● **THE PROBLEM**:
Translate this sentence from the passage on AI-enabled neuroimaging tools into Spanish: "A challenge for developing AI models is accessing comprehensive and large data sets that can be utilized to train the technology."

-- DOCUMENT PASSAGE follows --

The American Society of Functional Neuroradiology (ASFNR) and the American Society of Neuroradiology (ASNR) acknowledge the challenges with artificial intelligence in neurology and created an Artificial intelligence Workshop Technology Workgroup.3 This group published a critical appraisal of Artificial Intelligence (AI)-enabled imaging tools using the levels of evidence system demonstrated in the American Journal of Neuroradiology. They call for critical appraisal of enabled image tools throughout the life cycle from development to implementation using systematic, standardized and an objective approaches that can verify both the technical and clinical efficacy of the tool. A challenge for developing AI models is accessing comprehensive and large data sets that can be utilized to train the technology. These data sets should represent the intended population and provide a diverse group from which the data may be extrapolated. This paper provides a resource for clinicians to aid in critical assessment of AI technologies to ensure safe and effective implementation of such technology into healthcare practices. 3
FDA cleared devices as of the publication date of this LCD include:
- NeuroQuantTM Medical Image Processing Software, which is registered as a Class II device under FDA 510(k) and intended for “automatic labeling, visualization and volumetric quantification of segmentable brain structures from a set of magnetic resonance images (MRI)”. NeuroQuant 4.0 uses AI modalities of machine learning and deep learning to aid in identifying complex patterns in imaging data.4
- Icobrain is registered as a Class II device under FDA 510(k) pathway.7-10 It is intended for “automatic labeling, visualization and volumetric quantification of segmental brain structures from a set of MRI images”. The predicate device is NeuroQuant.

-- DOCUMENT PASSAGE concluded --
-- INFORMATION SUPPLIED follows --

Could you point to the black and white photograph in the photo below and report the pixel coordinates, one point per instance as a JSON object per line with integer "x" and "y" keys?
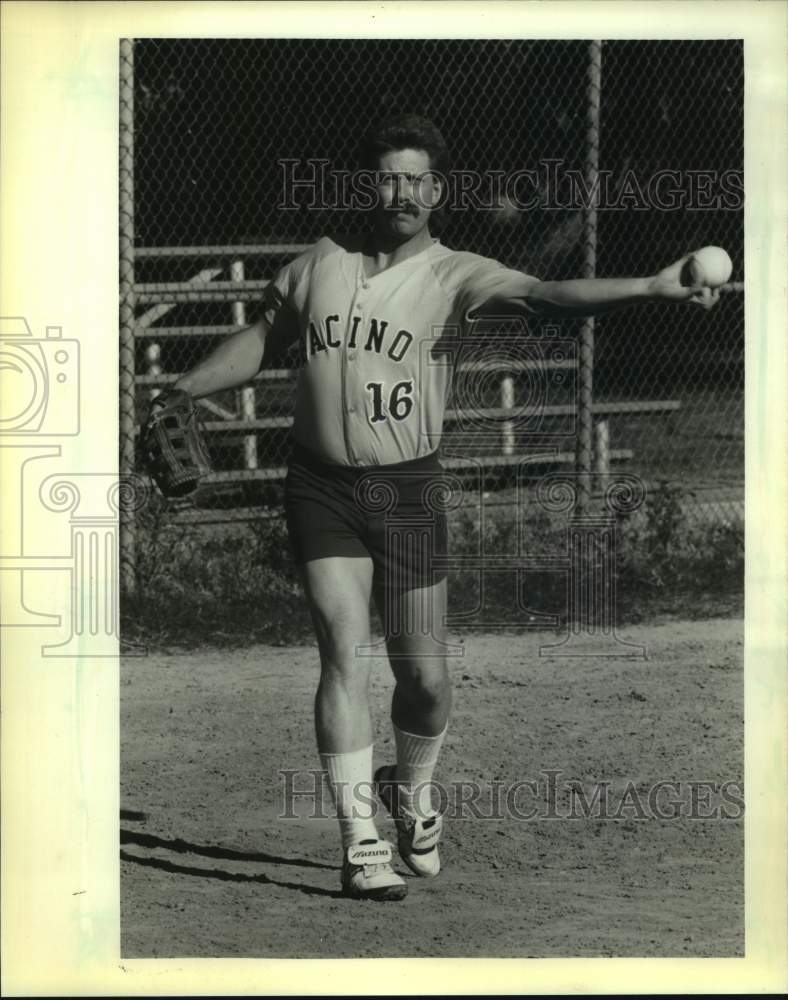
{"x": 419, "y": 592}
{"x": 438, "y": 364}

-- INFORMATION SUPPLIED concluded --

● **RESULT BELOW**:
Un desafío para el desarrollo de modelos de IA es acceder a conjuntos de datos completos y de gran tamaño que puedan utilizarse para entrenar la tecnología.